ABOUT THIS TASK — Print the stretch of the post about a new partner's size from "My concern is" through "penis or not!".

PASSAGE FOR REVIEW —
^^^^
I'm not a very sexually experienced female. I've had sex before with a man who i would say was "average" length with a good girth. Unfortuanately, he's been the only man I've had sex with....so i'm not exactly "broken in" to say the least. My sexual experience with that man was a bit uncomfortable at first(that was my first time with sexual intercourse) but after a few tries, things worked out great over the course of a year. I've not had sexual intercourse since then, which leaves me about 4years without any exercise down there.

My concern is this....my new boyfriend's penis is twice the size if not bigger than the last guy i was with. He has strayed away from being too intimate with me because of this...unknown to me until recently. We have discussed sex and he has let his concern be known. He was always shy about getting too intimate because he didn't want to scare me away from his size. He has had negative reactions to his size in the past....i try to keep him positive about his anatomy, and let him know that, that isn't important to me, that i will go through whatever pain it might bring to be with him. I really like him :wub: large penis or not!
^^^^
(Saved entries)

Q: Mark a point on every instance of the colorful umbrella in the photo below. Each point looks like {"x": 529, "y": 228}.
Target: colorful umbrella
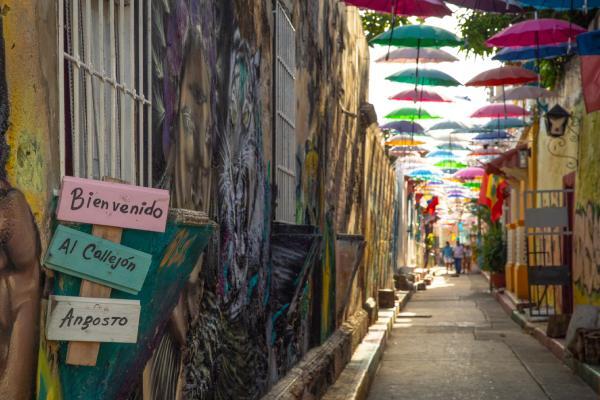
{"x": 417, "y": 36}
{"x": 500, "y": 111}
{"x": 409, "y": 113}
{"x": 495, "y": 6}
{"x": 429, "y": 77}
{"x": 452, "y": 147}
{"x": 562, "y": 5}
{"x": 503, "y": 76}
{"x": 534, "y": 52}
{"x": 417, "y": 8}
{"x": 469, "y": 173}
{"x": 443, "y": 154}
{"x": 504, "y": 123}
{"x": 524, "y": 93}
{"x": 419, "y": 96}
{"x": 492, "y": 136}
{"x": 450, "y": 164}
{"x": 536, "y": 32}
{"x": 409, "y": 55}
{"x": 403, "y": 126}
{"x": 403, "y": 141}
{"x": 447, "y": 125}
^^^^
OUTPUT OF THE EXERCISE —
My concern is this....my new boyfriend's penis is twice the size if not bigger than the last guy i was with. He has strayed away from being too intimate with me because of this...unknown to me until recently. We have discussed sex and he has let his concern be known. He was always shy about getting too intimate because he didn't want to scare me away from his size. He has had negative reactions to his size in the past....i try to keep him positive about his anatomy, and let him know that, that isn't important to me, that i will go through whatever pain it might bring to be with him. I really like him :wub: large penis or not!